NOTES TO CONDENSED CONSOLIDATED FINANCIAL STATEMENTS—(Continued)

(Restated and Unaudited)

For the Interim Periods Ended September 30, 2004 and 2003

 

pension and other postretirement benefit plans in 2004. Due to the Pension Funding Equity Act of 2004, we are no longer required to make estimated quarterly contributions in 2004. However, under the terms of our agreement to sell Illinois Power to Ameren, we accelerated approximately $7 million of future cash funding requirements in September 2004.

 

Note 12—Income Taxes

 

Capital Loss Valuation Allowance. As a result of the asset sales discussed in Note 2—Acquisitions, Dispositions, Contract Terminations and Discontinued Operations, as well as other transactions forecasted to occur during the remainder of 2004, we reduced the valuation allowance related to our significant capital loss carryforward by $11 million and $58 million in the three and nine months ended September 30, 2004, respectively. This capital loss carryforward primarily related to our third quarter 2002 sale of Northern Natural Gas Company. This benefit is reflected in Income tax benefit (expense) on our unaudited condensed consolidated statements of operations.

 

Prior Year Tax Audits. In the second quarter 2004, we recognized an expense of $17 million associated with the conclusion of prior year federal tax audits. A charge of $20 million related to our discontinued U.K. CRM business is included in Loss from discontinued operations on our unaudited condensed consolidated statements of operations for the nine months ended September 30, 2004. An offsetting benefit of $3 million is reflected in Income tax benefit (expense) on our unaudited condensed consolidated statements of operations.

 

Note 13—Segment Information

 

We report our operations in the following segments: GEN, NGL, REG and CRM. All direct general and administrative expenses and other income (expense) items incurred by us on behalf of our subsidiaries are charged to the applicable subsidiary as incurred.

GIVEN DATA —
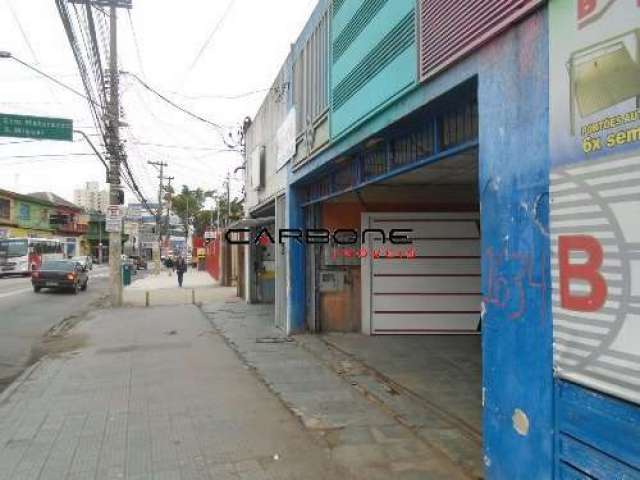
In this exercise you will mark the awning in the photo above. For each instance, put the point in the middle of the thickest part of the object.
(252, 222)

TASK DESCRIPTION —
Answer these from the financial statement notes:
1. How much future cash funding was accelerated in September 2004 under the agreement to sell Illinois Power to Ameren?
2. By how much was the capital loss valuation allowance reduced in the nine months ended September 30, 2004?
3. Which segments are operations reported in?
The listing isn't needed for this work.

FINAL RESULT —
1. Approximately $7 million.
2. $58 million.
3. GEN, NGL, REG and CRM.